Count the lines in the listing below that contain the string "Query". Reply with that number alone.

- Data shown
--*--
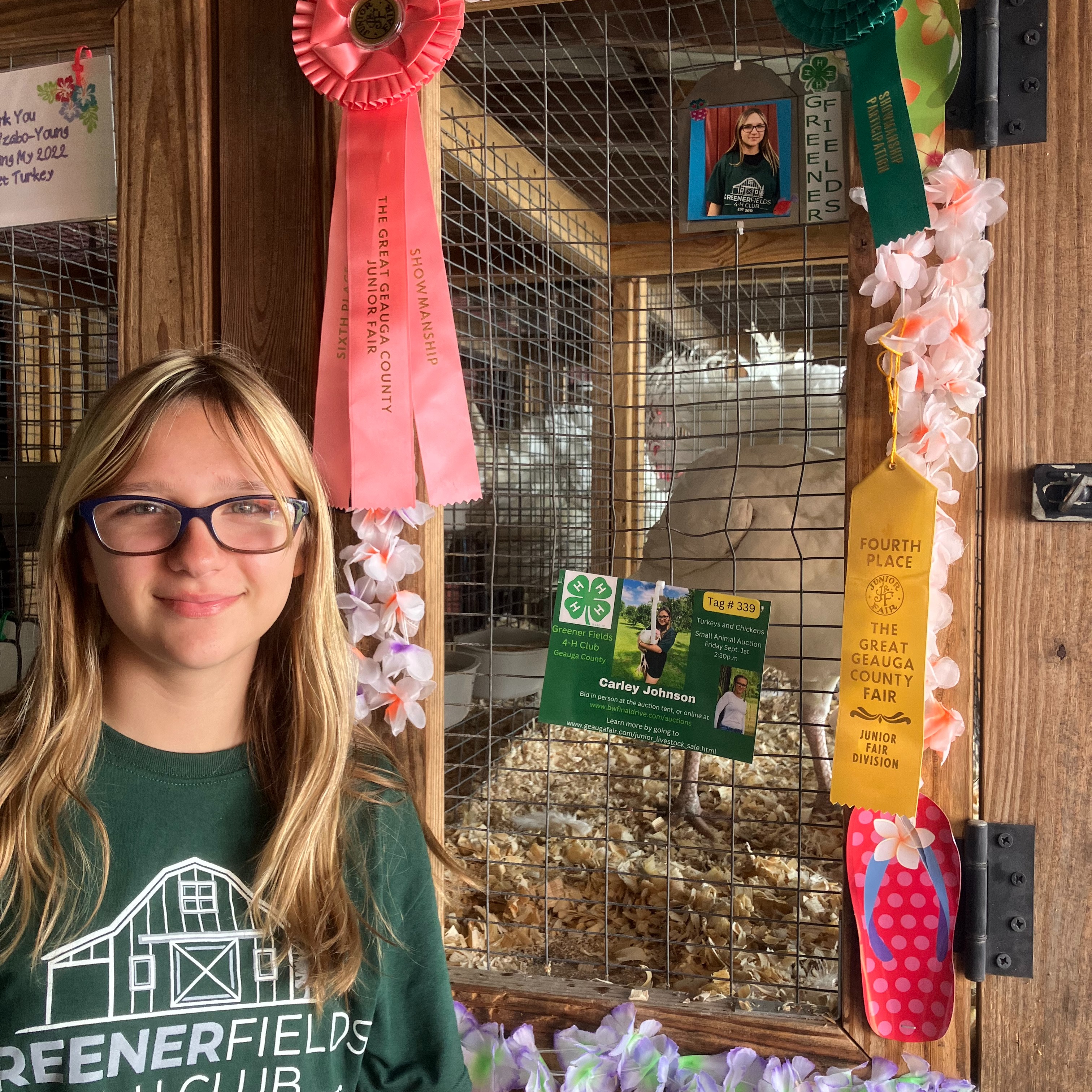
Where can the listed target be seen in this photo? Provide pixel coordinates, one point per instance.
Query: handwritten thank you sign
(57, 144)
--*--
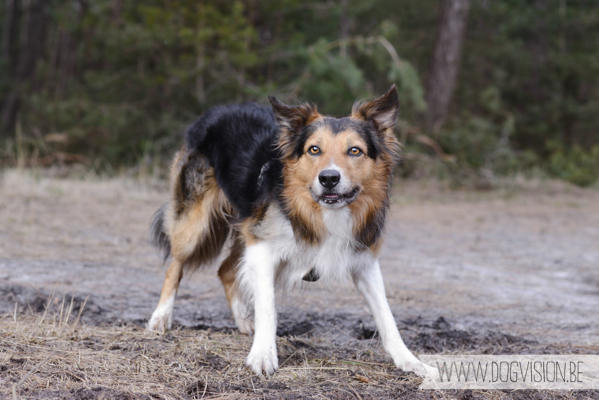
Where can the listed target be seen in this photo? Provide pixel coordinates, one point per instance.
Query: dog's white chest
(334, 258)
--*--
- Output for this task
2